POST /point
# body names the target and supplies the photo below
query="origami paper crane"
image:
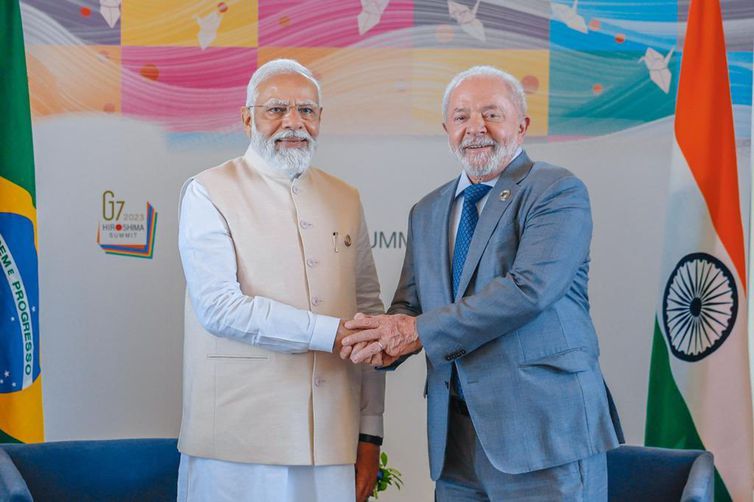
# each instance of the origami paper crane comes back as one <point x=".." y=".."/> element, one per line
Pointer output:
<point x="467" y="19"/>
<point x="569" y="16"/>
<point x="371" y="13"/>
<point x="110" y="10"/>
<point x="208" y="26"/>
<point x="657" y="64"/>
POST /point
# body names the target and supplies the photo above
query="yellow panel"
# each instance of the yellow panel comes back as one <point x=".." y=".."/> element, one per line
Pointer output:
<point x="434" y="68"/>
<point x="230" y="23"/>
<point x="68" y="78"/>
<point x="365" y="91"/>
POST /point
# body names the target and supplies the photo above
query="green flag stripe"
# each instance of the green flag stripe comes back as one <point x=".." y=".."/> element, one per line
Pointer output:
<point x="669" y="422"/>
<point x="16" y="151"/>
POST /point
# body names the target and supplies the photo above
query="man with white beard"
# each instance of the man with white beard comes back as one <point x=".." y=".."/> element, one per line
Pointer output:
<point x="494" y="290"/>
<point x="276" y="253"/>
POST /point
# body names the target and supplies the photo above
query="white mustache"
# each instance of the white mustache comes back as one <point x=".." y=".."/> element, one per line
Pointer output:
<point x="476" y="143"/>
<point x="292" y="135"/>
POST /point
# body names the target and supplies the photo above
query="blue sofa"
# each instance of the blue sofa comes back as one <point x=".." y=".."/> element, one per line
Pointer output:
<point x="637" y="473"/>
<point x="101" y="470"/>
<point x="147" y="470"/>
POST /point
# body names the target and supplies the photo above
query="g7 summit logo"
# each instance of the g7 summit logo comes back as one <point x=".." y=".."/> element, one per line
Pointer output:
<point x="125" y="233"/>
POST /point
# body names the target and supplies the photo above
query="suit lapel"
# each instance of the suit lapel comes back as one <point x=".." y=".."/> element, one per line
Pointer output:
<point x="494" y="208"/>
<point x="441" y="221"/>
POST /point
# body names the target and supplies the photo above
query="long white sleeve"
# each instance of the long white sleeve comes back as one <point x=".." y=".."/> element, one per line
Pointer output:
<point x="368" y="301"/>
<point x="209" y="264"/>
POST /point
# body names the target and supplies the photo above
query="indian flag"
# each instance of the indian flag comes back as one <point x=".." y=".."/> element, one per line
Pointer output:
<point x="699" y="386"/>
<point x="20" y="382"/>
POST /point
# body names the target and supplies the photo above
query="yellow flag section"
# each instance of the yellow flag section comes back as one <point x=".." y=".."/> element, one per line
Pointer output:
<point x="20" y="385"/>
<point x="700" y="391"/>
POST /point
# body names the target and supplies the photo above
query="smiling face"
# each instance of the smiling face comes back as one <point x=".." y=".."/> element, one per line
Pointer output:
<point x="285" y="123"/>
<point x="484" y="126"/>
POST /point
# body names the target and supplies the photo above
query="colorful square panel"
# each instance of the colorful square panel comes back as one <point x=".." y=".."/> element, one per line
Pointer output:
<point x="74" y="23"/>
<point x="740" y="72"/>
<point x="602" y="92"/>
<point x="365" y="90"/>
<point x="187" y="89"/>
<point x="66" y="78"/>
<point x="333" y="23"/>
<point x="738" y="18"/>
<point x="475" y="24"/>
<point x="190" y="23"/>
<point x="613" y="26"/>
<point x="434" y="69"/>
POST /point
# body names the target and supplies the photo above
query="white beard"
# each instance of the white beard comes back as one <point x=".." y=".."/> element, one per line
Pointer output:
<point x="292" y="161"/>
<point x="501" y="155"/>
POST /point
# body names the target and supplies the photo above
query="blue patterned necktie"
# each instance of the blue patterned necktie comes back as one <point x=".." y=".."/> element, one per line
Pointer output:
<point x="469" y="217"/>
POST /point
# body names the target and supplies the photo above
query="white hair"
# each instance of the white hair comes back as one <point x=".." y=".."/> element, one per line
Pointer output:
<point x="517" y="90"/>
<point x="277" y="67"/>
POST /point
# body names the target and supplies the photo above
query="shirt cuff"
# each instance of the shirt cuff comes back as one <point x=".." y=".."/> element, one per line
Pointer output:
<point x="371" y="425"/>
<point x="323" y="336"/>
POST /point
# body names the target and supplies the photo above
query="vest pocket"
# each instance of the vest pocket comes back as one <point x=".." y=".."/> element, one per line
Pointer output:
<point x="236" y="356"/>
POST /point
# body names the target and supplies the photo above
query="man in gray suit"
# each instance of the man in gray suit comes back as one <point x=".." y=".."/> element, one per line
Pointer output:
<point x="494" y="289"/>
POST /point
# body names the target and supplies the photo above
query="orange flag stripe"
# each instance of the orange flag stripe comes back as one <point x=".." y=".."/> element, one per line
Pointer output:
<point x="704" y="125"/>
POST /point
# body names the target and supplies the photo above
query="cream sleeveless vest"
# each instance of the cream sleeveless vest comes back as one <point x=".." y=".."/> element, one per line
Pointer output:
<point x="294" y="243"/>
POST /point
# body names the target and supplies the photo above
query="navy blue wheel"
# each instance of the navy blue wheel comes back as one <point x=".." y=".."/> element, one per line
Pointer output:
<point x="699" y="306"/>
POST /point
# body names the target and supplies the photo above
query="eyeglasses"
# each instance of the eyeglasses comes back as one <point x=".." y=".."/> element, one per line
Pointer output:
<point x="277" y="111"/>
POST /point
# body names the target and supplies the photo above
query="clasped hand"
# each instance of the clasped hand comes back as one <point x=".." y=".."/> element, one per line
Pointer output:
<point x="378" y="340"/>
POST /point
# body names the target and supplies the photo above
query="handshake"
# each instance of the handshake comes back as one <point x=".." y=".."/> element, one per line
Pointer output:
<point x="377" y="340"/>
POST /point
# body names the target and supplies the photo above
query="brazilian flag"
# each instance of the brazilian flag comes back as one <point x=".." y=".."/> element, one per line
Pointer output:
<point x="21" y="417"/>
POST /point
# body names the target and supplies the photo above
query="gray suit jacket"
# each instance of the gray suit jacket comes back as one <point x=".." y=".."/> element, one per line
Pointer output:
<point x="519" y="329"/>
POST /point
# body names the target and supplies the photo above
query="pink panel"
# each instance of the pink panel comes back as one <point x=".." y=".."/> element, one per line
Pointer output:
<point x="325" y="23"/>
<point x="185" y="88"/>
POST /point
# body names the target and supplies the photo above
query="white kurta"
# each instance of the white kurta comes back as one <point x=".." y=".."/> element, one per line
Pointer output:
<point x="210" y="268"/>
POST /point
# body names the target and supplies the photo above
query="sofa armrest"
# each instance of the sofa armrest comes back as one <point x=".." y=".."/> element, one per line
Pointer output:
<point x="700" y="486"/>
<point x="12" y="486"/>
***
EXERCISE:
What is needed is the number of lines in the records that contain the string "brazilian", stated with nothing else.

REPLY:
2